*** Opening of Document passage ***

Adaptive Contextual Perception: How to Generalize to New Backgrounds and Ambiguous Objects

Biological vision systems make adaptive use of context to recognize objects in new settings with novel contexts as well as occluded or blurry objects in familiar settings. In this paper, we investigate how vision models adaptively use context for out-of-distribution (OOD) generalization and leverage our analysis results to improve model OOD generalization. First, we formulate two distinct OOD settings where the contexts are either irrelevant (Background-Invariance) or beneficial (Object-Disambiguation), reflecting the diverse contextual challenges faced in biological vision. We then analyze model performance in these two different OOD settings and demonstrate that models that excel in one setting tend to struggle in the other. Notably, prior works on learning causal features improve on one setting but hurt in the other. This underscores the importance of generalizing across both OOD settings, as this ability is crucial for both human cognition and robust AI systems. Next, to better understand the model properties contributing to OOD generalization, we use representational geometry analysis and our own probing methods to examine a population of models, and we discover that those with more factorized representations and appropriate feature weighting are more successful in handling Background-Invariance and Object-Disambiguation tests. We further validate these findings through causal intervention on representation factorization and feature weighting to demonstrate their causal effect on performance. Lastly, we propose new augmentation methods to enhance model generalization. These methods outperform strong baselines, yielding improvements in both in-distribution and OOD tests. In conclusion, to replicate the generalization abilities of biological vision, computer vision models must have factorized object vs. background representations and appropriately weight both kinds of features.

翻译：生物视觉系统能够自适应地利用情境，在具有新背景的新场景中识别物体，同时在熟悉场景中识别被遮挡或模糊的物体。本文研究视觉模型如何自适应地利用情境进行分布外（OOD）泛化，并利用分析结果改进模型的OOD泛化能力。首先，我们提出了两种不同的OOD设置，其中情境要么无关（背景不变性），要么有益（物体消歧），以反映生物视觉面临的不同情境挑战。随后，我们分析模型在这两种OOD设置下的表现，并证明在一种设置下表现优异的模型往往在另一种设置下表现不佳。值得注意的是，先前关于学习因果特征的研究仅能改善一种设置，却损害了另一种设置。这凸显了跨两种OOD设置进行泛化的重要性，因为该能力对人类认知和稳健AI系统均至关重要。接着，为更深入理解有助于OOD泛化的模型属性，我们采用表征几何分析及自研探测方法检查一组模型，并发现那些具有更分解化表征和恰当特征加权的模型，在处理背景不变性和物体消歧测试时更为成功。我们进一步通过因果干预表征分解和特征加权来验证这些发现，证明其对性能的因果影响。最后，我们提出新的数据增强方法以提升模型泛化能力。这些方法在分布内和OOD测试中均优于强基线，取得了显著改进。结论表明：为复现生物视觉的泛化能力，计算机视觉模型必须拥有分解化的物体vs.背景表征，并恰当加权这两类特征。

*** Close of Document passage ***
*** Opening of Recorded data ***

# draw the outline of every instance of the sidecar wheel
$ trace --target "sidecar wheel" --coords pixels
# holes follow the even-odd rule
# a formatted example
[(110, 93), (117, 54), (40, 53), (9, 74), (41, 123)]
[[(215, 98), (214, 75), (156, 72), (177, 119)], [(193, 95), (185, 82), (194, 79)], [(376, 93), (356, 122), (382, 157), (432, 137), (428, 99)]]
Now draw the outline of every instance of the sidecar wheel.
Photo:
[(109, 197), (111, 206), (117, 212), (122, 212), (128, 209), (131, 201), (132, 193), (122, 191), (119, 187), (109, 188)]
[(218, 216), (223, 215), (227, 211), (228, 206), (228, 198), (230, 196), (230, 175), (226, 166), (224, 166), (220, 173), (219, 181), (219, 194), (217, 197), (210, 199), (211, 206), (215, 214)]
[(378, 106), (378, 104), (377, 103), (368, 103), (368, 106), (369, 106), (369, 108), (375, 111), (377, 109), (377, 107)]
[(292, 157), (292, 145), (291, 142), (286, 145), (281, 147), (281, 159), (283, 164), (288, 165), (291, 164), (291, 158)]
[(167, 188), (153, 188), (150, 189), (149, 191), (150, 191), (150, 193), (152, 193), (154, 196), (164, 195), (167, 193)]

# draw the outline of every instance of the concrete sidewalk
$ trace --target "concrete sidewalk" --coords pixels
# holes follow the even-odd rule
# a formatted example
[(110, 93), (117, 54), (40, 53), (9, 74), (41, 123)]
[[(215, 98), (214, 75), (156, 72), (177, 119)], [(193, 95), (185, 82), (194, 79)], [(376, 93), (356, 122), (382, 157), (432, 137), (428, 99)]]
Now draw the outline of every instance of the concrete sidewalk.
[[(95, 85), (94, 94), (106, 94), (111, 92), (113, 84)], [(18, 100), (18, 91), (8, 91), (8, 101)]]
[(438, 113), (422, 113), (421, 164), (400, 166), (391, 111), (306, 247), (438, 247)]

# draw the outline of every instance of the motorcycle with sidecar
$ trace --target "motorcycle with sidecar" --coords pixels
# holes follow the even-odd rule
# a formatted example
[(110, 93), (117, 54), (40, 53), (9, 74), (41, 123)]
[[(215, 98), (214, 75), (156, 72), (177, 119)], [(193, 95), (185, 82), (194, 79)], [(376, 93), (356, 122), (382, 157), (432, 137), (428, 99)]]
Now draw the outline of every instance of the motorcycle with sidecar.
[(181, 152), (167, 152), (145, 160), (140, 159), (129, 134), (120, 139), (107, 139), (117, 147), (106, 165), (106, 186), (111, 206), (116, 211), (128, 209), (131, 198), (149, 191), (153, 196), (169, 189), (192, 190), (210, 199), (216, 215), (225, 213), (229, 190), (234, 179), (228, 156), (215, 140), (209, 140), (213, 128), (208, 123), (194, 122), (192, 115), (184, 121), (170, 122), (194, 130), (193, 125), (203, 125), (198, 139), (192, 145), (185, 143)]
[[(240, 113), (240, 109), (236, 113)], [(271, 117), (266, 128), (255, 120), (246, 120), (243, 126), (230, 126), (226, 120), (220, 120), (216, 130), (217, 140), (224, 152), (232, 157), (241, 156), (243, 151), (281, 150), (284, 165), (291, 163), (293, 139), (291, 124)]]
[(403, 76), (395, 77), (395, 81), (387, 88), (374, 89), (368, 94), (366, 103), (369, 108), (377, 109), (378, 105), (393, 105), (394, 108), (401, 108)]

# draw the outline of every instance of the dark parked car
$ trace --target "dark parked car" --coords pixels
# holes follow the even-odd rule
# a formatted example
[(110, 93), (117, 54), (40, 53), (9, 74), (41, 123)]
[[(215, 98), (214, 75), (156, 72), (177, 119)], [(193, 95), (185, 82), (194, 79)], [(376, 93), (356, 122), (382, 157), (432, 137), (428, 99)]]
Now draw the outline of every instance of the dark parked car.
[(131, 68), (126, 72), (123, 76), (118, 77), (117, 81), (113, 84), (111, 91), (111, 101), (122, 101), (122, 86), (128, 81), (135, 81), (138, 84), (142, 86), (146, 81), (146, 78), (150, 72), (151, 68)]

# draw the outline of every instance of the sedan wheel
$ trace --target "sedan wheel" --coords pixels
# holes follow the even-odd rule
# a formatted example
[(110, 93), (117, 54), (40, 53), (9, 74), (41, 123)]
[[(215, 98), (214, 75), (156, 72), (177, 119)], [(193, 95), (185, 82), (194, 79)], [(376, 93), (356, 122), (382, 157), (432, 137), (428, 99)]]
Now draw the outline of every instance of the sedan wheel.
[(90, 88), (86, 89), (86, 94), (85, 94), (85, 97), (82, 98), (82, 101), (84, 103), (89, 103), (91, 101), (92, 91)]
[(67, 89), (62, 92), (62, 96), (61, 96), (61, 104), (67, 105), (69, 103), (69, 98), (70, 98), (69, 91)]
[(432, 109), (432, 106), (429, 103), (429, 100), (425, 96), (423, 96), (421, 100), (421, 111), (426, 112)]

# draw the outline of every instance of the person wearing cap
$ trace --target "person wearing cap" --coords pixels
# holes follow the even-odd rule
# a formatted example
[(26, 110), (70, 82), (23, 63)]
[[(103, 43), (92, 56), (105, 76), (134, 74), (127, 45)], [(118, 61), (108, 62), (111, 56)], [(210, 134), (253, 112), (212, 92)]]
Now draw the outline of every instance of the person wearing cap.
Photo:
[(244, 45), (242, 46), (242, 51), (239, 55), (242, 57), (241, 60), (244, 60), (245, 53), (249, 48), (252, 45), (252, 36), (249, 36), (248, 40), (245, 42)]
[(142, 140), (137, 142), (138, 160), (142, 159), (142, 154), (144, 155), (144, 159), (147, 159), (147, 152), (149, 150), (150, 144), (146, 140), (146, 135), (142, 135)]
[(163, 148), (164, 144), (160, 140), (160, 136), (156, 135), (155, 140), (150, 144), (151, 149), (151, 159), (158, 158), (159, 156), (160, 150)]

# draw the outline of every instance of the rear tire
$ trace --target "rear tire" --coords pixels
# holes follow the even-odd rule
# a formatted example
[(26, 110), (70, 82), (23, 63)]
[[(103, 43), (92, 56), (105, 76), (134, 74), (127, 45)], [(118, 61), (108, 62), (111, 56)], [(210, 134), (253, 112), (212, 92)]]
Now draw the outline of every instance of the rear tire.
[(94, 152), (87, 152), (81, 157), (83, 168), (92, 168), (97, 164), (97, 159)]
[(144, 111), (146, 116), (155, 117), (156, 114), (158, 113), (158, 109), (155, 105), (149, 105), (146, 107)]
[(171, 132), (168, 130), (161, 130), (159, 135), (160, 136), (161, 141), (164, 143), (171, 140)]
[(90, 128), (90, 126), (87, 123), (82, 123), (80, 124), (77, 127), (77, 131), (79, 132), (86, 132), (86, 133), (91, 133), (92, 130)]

*** Close of Recorded data ***

**What you are asked to do**
In the Chinese translation of the abstract on adaptive contextual perception, please substitute "上下文" for every "情境" and write out the passage from "翻译：生物视觉系统能够自适应" up to and including "表征，并恰当加权这两类特征。".

**Response below**
翻译：生物视觉系统能够自适应地利用上下文，在具有新背景的新场景中识别物体，同时在熟悉场景中识别被遮挡或模糊的物体。本文研究视觉模型如何自适应地利用上下文进行分布外（OOD）泛化，并利用分析结果改进模型的OOD泛化能力。首先，我们提出了两种不同的OOD设置，其中上下文要么无关（背景不变性），要么有益（物体消歧），以反映生物视觉面临的不同上下文挑战。随后，我们分析模型在这两种OOD设置下的表现，并证明在一种设置下表现优异的模型往往在另一种设置下表现不佳。值得注意的是，先前关于学习因果特征的研究仅能改善一种设置，却损害了另一种设置。这凸显了跨两种OOD设置进行泛化的重要性，因为该能力对人类认知和稳健AI系统均至关重要。接着，为更深入理解有助于OOD泛化的模型属性，我们采用表征几何分析及自研探测方法检查一组模型，并发现那些具有更分解化表征和恰当特征加权的模型，在处理背景不变性和物体消歧测试时更为成功。我们进一步通过因果干预表征分解和特征加权来验证这些发现，证明其对性能的因果影响。最后，我们提出新的数据增强方法以提升模型泛化能力。这些方法在分布内和OOD测试中均优于强基线，取得了显著改进。结论表明：为复现生物视觉的泛化能力，计算机视觉模型必须拥有分解化的物体vs.背景表征，并恰当加权这两类特征。